> Record extracts:
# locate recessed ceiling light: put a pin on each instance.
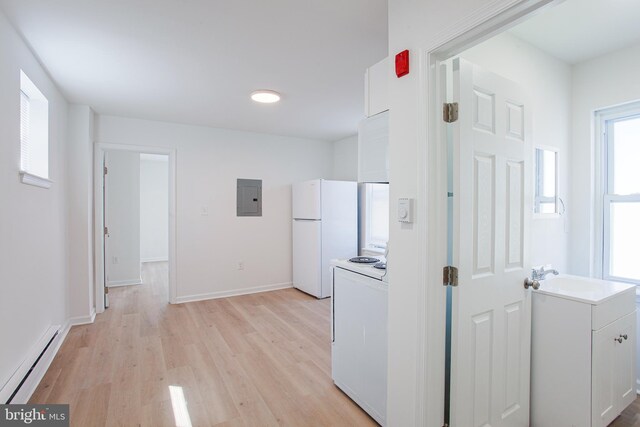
(265, 96)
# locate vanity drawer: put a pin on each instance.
(613, 309)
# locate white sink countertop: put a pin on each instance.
(583, 289)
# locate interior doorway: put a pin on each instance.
(135, 221)
(571, 59)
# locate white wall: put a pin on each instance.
(602, 82)
(599, 83)
(211, 240)
(345, 159)
(80, 213)
(122, 218)
(548, 82)
(33, 232)
(154, 211)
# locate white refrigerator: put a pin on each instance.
(325, 227)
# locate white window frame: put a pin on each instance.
(604, 121)
(36, 143)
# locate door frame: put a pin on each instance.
(98, 197)
(482, 24)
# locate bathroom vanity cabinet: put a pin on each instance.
(583, 351)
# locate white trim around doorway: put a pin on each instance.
(493, 18)
(99, 151)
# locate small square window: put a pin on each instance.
(34, 134)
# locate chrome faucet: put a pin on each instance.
(541, 273)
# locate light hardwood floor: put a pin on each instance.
(254, 360)
(630, 417)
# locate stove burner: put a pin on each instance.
(364, 260)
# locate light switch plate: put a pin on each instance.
(405, 211)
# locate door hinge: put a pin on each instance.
(450, 112)
(449, 276)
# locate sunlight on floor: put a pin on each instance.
(180, 411)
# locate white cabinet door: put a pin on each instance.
(613, 369)
(603, 375)
(626, 362)
(491, 318)
(348, 341)
(359, 350)
(373, 149)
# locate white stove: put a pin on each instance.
(365, 269)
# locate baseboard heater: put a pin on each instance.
(39, 365)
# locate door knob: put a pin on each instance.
(528, 282)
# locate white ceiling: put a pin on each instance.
(196, 61)
(578, 30)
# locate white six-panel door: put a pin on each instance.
(491, 311)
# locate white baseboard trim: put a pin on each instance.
(233, 293)
(83, 320)
(31, 383)
(160, 259)
(116, 283)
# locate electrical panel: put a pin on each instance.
(249, 197)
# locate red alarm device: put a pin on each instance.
(402, 63)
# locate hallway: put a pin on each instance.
(261, 359)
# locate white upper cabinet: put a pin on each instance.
(373, 148)
(376, 88)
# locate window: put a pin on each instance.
(621, 198)
(34, 134)
(376, 217)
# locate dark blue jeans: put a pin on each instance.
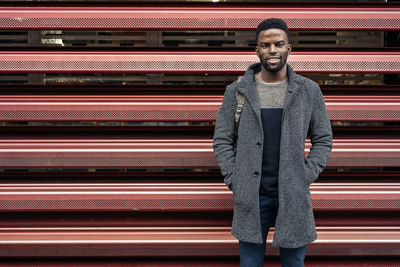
(252, 255)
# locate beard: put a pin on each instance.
(275, 68)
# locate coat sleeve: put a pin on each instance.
(320, 133)
(224, 133)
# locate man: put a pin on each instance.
(265, 167)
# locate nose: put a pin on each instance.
(272, 49)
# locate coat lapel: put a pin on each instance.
(247, 86)
(294, 83)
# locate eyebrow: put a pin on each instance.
(280, 41)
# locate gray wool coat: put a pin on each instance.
(304, 112)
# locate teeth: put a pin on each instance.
(273, 60)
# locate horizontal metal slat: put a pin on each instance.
(182, 197)
(192, 62)
(15, 153)
(172, 108)
(200, 241)
(199, 18)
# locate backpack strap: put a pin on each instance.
(240, 99)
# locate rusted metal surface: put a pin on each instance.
(183, 241)
(171, 108)
(192, 62)
(169, 153)
(182, 197)
(199, 18)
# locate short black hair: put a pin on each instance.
(272, 23)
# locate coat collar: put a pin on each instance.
(247, 86)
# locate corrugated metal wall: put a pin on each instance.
(107, 112)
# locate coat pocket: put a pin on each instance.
(310, 176)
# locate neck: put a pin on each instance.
(273, 77)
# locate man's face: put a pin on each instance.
(273, 49)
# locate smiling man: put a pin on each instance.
(262, 158)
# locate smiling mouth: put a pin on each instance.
(273, 60)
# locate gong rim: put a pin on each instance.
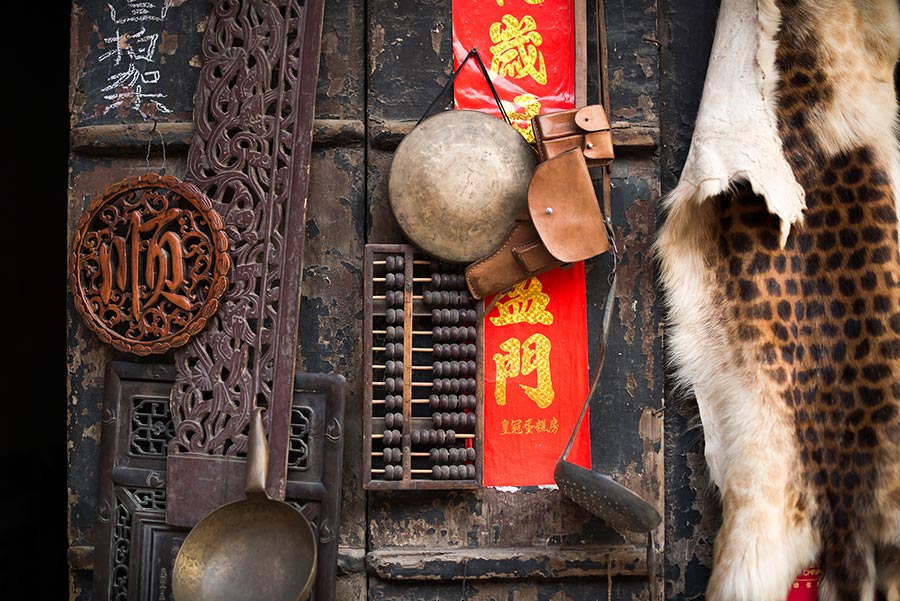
(457, 182)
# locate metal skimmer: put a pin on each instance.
(601, 495)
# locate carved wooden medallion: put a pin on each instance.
(149, 264)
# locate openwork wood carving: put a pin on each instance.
(149, 264)
(135, 547)
(253, 132)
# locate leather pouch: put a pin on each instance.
(561, 224)
(586, 128)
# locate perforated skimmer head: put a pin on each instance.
(605, 498)
(601, 495)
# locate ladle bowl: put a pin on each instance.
(255, 549)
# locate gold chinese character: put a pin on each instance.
(500, 2)
(521, 120)
(515, 50)
(536, 357)
(526, 303)
(531, 356)
(507, 367)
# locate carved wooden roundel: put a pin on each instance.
(149, 264)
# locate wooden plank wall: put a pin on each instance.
(382, 62)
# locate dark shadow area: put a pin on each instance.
(33, 539)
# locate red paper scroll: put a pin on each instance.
(536, 374)
(805, 586)
(528, 47)
(535, 382)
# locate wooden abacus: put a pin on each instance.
(423, 373)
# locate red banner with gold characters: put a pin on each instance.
(535, 338)
(535, 379)
(805, 586)
(528, 47)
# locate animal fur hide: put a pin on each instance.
(780, 266)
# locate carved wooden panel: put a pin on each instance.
(135, 548)
(253, 113)
(149, 263)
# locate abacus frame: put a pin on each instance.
(419, 372)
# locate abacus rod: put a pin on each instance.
(413, 401)
(420, 384)
(416, 262)
(414, 279)
(420, 332)
(381, 471)
(415, 349)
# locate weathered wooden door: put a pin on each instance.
(382, 62)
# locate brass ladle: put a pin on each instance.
(248, 550)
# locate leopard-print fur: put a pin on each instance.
(800, 392)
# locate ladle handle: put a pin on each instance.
(257, 455)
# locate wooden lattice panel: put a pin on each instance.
(423, 366)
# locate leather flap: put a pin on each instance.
(598, 146)
(556, 123)
(564, 208)
(592, 118)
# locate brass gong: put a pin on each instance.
(457, 182)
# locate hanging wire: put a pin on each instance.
(162, 142)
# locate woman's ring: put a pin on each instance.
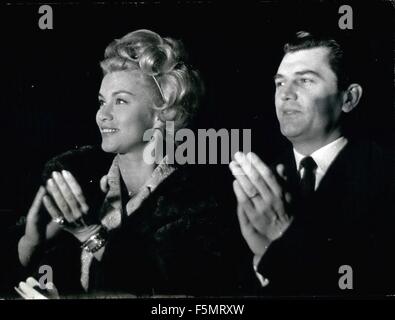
(59, 220)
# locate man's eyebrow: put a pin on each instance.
(311, 72)
(117, 92)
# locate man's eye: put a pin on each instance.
(306, 81)
(120, 101)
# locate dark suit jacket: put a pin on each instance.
(348, 221)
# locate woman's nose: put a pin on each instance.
(105, 113)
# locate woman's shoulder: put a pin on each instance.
(81, 161)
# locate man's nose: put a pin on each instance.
(288, 91)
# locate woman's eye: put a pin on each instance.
(120, 101)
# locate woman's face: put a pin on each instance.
(126, 99)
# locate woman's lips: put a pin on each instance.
(108, 130)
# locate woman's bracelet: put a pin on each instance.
(95, 241)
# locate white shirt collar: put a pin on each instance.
(324, 156)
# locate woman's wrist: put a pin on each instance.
(88, 232)
(96, 241)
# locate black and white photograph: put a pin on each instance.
(197, 150)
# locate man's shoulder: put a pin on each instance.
(79, 161)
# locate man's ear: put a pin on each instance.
(351, 97)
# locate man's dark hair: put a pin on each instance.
(337, 59)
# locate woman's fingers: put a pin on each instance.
(67, 195)
(51, 208)
(59, 200)
(76, 190)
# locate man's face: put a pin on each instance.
(308, 103)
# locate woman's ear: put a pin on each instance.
(158, 123)
(351, 97)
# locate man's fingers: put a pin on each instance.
(254, 177)
(67, 195)
(59, 200)
(266, 173)
(281, 171)
(76, 190)
(104, 184)
(37, 202)
(51, 208)
(32, 282)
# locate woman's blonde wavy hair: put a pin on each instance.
(164, 59)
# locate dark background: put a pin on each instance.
(50, 78)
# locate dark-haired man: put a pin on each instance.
(317, 223)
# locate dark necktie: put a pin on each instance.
(307, 183)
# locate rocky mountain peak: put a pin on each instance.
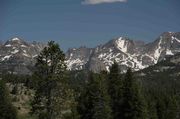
(129, 53)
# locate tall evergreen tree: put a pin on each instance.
(7, 111)
(115, 87)
(94, 103)
(53, 98)
(134, 106)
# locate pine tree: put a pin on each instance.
(53, 98)
(115, 84)
(94, 102)
(134, 106)
(7, 110)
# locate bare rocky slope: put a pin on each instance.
(18, 56)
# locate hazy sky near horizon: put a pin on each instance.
(74, 23)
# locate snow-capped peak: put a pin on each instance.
(15, 39)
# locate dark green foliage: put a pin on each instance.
(134, 106)
(94, 102)
(53, 98)
(7, 111)
(115, 89)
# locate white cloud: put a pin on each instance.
(101, 1)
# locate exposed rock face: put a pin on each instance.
(18, 56)
(126, 52)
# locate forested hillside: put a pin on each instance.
(53, 92)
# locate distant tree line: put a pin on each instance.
(62, 94)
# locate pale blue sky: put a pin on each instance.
(72, 24)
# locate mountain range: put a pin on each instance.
(18, 56)
(126, 52)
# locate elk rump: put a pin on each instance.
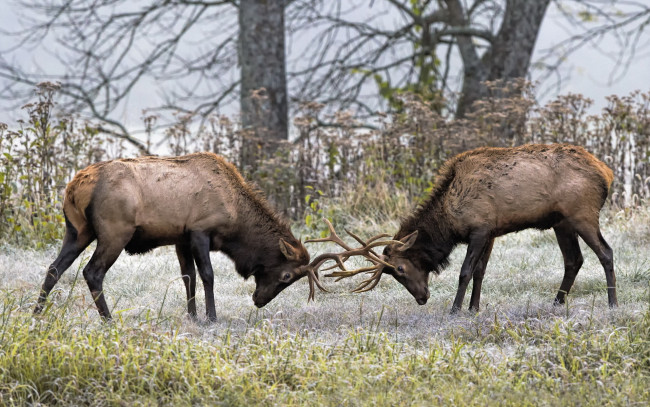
(488, 192)
(198, 202)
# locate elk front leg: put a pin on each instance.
(475, 250)
(188, 273)
(200, 244)
(478, 277)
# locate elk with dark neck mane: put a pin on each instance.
(489, 192)
(198, 202)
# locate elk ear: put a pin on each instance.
(408, 240)
(290, 252)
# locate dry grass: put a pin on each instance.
(343, 349)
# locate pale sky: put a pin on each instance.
(586, 71)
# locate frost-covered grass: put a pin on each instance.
(343, 349)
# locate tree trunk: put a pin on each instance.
(263, 94)
(507, 58)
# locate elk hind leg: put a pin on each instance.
(188, 272)
(567, 239)
(590, 233)
(74, 244)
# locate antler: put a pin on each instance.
(340, 258)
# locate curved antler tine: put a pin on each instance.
(380, 236)
(343, 274)
(317, 281)
(370, 283)
(314, 282)
(312, 290)
(355, 237)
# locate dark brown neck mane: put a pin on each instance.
(436, 237)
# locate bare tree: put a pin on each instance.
(347, 53)
(264, 107)
(360, 46)
(184, 49)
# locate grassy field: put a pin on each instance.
(377, 348)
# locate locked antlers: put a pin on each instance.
(365, 250)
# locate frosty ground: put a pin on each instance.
(517, 324)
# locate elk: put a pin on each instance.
(198, 202)
(488, 192)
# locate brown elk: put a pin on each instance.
(489, 192)
(198, 203)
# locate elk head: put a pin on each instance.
(403, 267)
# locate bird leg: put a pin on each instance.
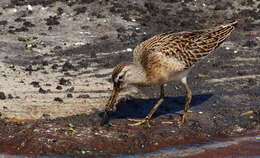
(187, 101)
(146, 120)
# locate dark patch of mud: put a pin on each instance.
(82, 135)
(218, 110)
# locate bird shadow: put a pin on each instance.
(139, 108)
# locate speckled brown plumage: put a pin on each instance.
(166, 57)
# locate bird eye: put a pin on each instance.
(120, 77)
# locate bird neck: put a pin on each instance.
(137, 75)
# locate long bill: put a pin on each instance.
(110, 104)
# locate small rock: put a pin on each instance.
(67, 66)
(52, 20)
(46, 116)
(54, 66)
(64, 82)
(59, 87)
(57, 99)
(35, 84)
(69, 95)
(250, 43)
(4, 22)
(43, 91)
(83, 96)
(10, 96)
(70, 89)
(2, 96)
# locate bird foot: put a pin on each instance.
(140, 122)
(184, 119)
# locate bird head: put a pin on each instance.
(119, 79)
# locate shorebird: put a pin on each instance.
(163, 58)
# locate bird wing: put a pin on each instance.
(186, 47)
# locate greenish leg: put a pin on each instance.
(146, 120)
(187, 101)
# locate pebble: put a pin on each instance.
(2, 96)
(129, 49)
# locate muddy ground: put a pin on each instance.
(56, 61)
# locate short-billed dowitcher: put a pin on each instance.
(163, 58)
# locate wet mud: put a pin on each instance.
(55, 77)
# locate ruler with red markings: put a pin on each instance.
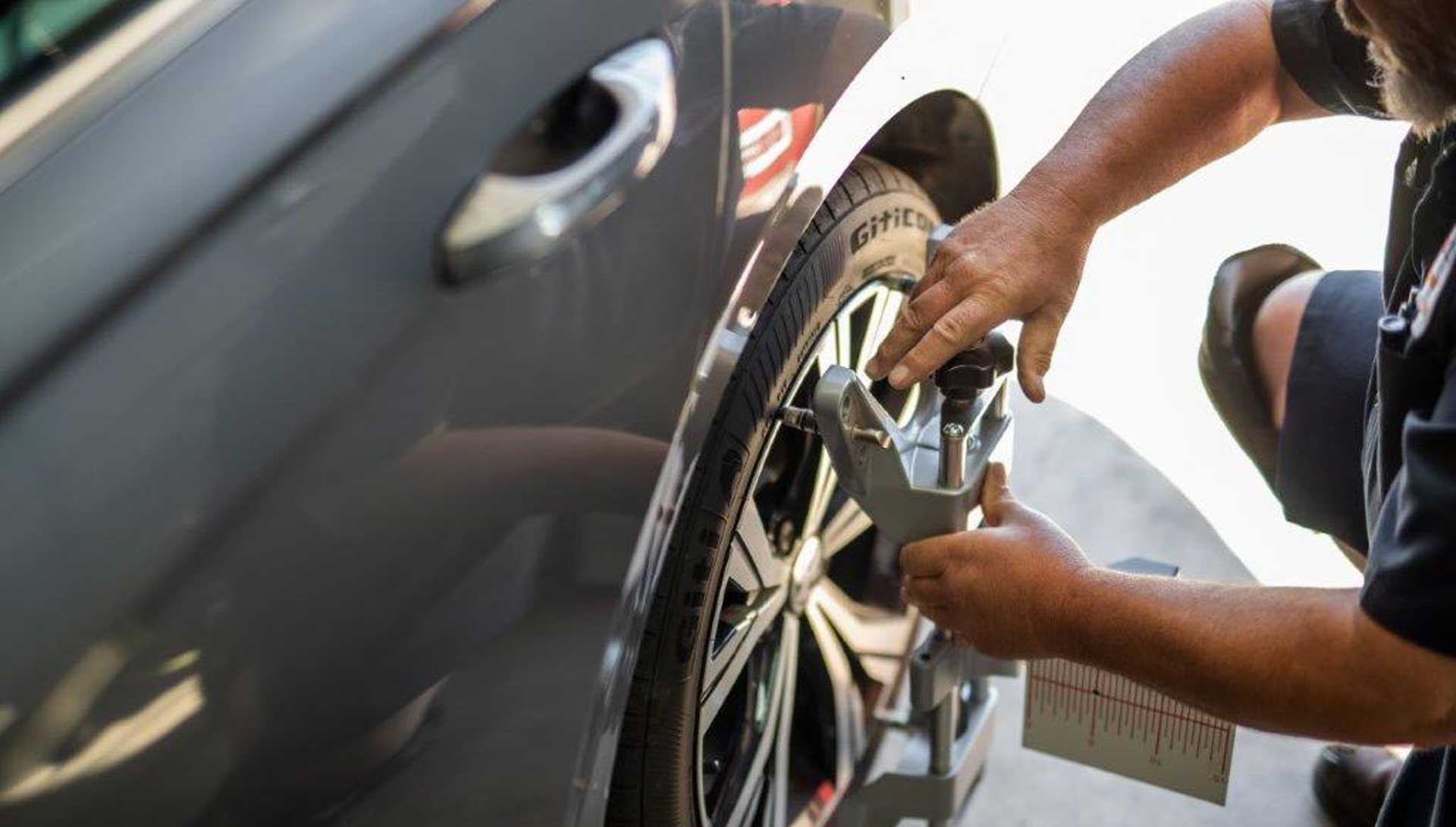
(1114, 724)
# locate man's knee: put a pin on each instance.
(1237, 371)
(1276, 328)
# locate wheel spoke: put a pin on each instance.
(726, 666)
(781, 695)
(877, 638)
(884, 305)
(824, 484)
(849, 714)
(843, 528)
(753, 559)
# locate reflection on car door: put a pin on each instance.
(291, 515)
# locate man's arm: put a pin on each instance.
(1292, 660)
(1194, 95)
(1305, 661)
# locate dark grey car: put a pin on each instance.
(386, 403)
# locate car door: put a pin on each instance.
(340, 349)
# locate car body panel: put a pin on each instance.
(289, 522)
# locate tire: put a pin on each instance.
(871, 227)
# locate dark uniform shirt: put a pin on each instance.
(1410, 452)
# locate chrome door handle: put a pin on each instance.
(509, 219)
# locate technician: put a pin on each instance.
(1341, 387)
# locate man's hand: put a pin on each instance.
(1017, 258)
(1001, 588)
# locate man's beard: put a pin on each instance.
(1408, 92)
(1408, 95)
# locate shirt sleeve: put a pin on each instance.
(1410, 584)
(1326, 58)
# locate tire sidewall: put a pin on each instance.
(884, 235)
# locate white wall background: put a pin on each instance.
(1128, 352)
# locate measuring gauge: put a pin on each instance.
(1107, 721)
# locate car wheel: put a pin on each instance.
(777, 629)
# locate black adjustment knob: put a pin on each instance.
(976, 368)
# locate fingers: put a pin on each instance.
(925, 558)
(996, 497)
(1038, 338)
(916, 316)
(927, 591)
(960, 328)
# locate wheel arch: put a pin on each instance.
(909, 105)
(944, 140)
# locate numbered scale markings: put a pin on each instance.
(1110, 722)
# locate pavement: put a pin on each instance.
(1117, 506)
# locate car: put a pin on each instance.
(388, 401)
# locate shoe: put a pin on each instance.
(1351, 782)
(1226, 354)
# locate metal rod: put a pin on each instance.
(952, 455)
(943, 733)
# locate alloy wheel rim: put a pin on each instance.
(788, 640)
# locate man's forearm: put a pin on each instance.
(1193, 96)
(1291, 660)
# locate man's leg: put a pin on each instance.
(1277, 356)
(1276, 328)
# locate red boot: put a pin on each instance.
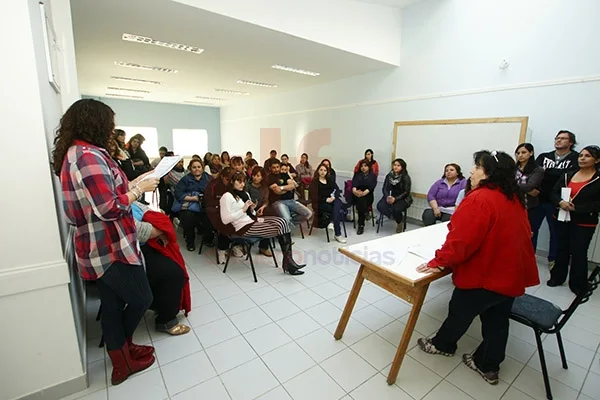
(124, 365)
(138, 351)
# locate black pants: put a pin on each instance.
(573, 242)
(166, 279)
(192, 221)
(362, 207)
(493, 310)
(122, 285)
(429, 217)
(395, 210)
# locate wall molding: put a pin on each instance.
(33, 277)
(431, 96)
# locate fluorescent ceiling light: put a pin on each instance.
(296, 70)
(210, 98)
(129, 96)
(128, 90)
(145, 67)
(170, 45)
(252, 83)
(125, 79)
(232, 92)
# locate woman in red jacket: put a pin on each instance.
(489, 250)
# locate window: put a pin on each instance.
(187, 142)
(150, 145)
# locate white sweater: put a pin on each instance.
(232, 213)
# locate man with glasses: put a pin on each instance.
(555, 163)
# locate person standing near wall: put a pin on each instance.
(97, 201)
(555, 163)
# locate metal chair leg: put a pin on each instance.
(538, 339)
(561, 349)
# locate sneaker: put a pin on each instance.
(266, 252)
(490, 377)
(427, 346)
(237, 251)
(340, 239)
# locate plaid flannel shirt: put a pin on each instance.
(96, 203)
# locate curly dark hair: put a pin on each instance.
(87, 119)
(500, 169)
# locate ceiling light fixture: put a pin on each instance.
(210, 98)
(232, 92)
(296, 70)
(253, 83)
(125, 79)
(128, 90)
(145, 67)
(128, 37)
(129, 96)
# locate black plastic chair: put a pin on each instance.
(546, 317)
(247, 243)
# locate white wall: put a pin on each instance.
(451, 51)
(369, 30)
(39, 343)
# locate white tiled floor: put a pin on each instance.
(273, 340)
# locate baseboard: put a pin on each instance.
(59, 391)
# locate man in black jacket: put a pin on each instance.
(555, 163)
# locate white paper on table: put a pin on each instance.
(565, 195)
(424, 252)
(165, 165)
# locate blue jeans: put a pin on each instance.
(544, 210)
(292, 211)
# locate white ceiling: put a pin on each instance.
(233, 50)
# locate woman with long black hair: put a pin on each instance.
(97, 201)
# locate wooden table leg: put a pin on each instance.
(408, 330)
(350, 304)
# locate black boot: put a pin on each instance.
(288, 264)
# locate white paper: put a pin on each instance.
(164, 166)
(565, 195)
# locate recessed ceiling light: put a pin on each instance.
(176, 46)
(145, 67)
(129, 96)
(296, 70)
(125, 79)
(210, 98)
(128, 90)
(232, 92)
(253, 83)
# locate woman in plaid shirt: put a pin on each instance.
(97, 200)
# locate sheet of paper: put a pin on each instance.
(165, 165)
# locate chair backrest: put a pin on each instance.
(593, 282)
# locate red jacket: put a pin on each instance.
(489, 245)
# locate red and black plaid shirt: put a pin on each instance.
(96, 203)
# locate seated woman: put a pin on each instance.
(363, 185)
(285, 159)
(396, 193)
(165, 269)
(574, 236)
(331, 174)
(188, 203)
(237, 209)
(259, 194)
(442, 195)
(489, 250)
(370, 160)
(324, 195)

> The task: Starting at the row that contains "# locate curly" and ending at the last of the rows, write those rows out again with "jacket" renamed to "coat" wherever it occurs. Leave everything else unchanged.

> Output below:
# locate curly dark hair: put a pin on each instance.
(87, 119)
(500, 169)
# locate ceiling light fixture: put a pin on each instance.
(210, 98)
(232, 92)
(296, 70)
(253, 83)
(125, 79)
(128, 90)
(145, 67)
(128, 37)
(129, 96)
# locate black plastic chair: put a pin on each instance.
(546, 317)
(247, 243)
# locate white wall: put a pin on each instance.
(451, 51)
(369, 30)
(39, 343)
# locate white tiled floor: put a pin on each instance.
(273, 340)
# locate baseboard: put a pin on each instance.
(59, 391)
# locate man in black coat: put a pin on each instance.
(555, 163)
# locate white paper on table: put a pin on each instance.
(565, 195)
(424, 252)
(165, 165)
# locate blue jeans: put a pin on each instance.
(544, 210)
(292, 211)
# locate white ceiling: put a pin on each instance.
(233, 50)
# locate woman with long black hair: put a pin on each instance.
(97, 201)
# locate wooden table leg: put a pin on each instance.
(408, 330)
(350, 304)
# locate black boot: put a pin on each instance.
(288, 264)
# locate white paper: put a pin on each instance.
(164, 166)
(565, 195)
# locate recessed ceiling light: put a pin on each instance.
(176, 46)
(145, 67)
(129, 96)
(296, 70)
(125, 79)
(210, 98)
(128, 90)
(232, 92)
(253, 83)
# locate woman in plaid shirt: put a pin on each instance.
(97, 200)
# locate sheet of paper: put a pin on each instance.
(165, 165)
# locate chair backrest: put a pin on each instance.
(593, 282)
# locate red coat: put a pin on each instance.
(489, 245)
# locate red and black plaid shirt: put a pin on each instance.
(96, 203)
# locate seated woman: put a pin on each instance.
(363, 185)
(285, 159)
(396, 193)
(165, 269)
(574, 236)
(331, 174)
(188, 203)
(237, 209)
(259, 194)
(442, 195)
(489, 250)
(370, 160)
(324, 195)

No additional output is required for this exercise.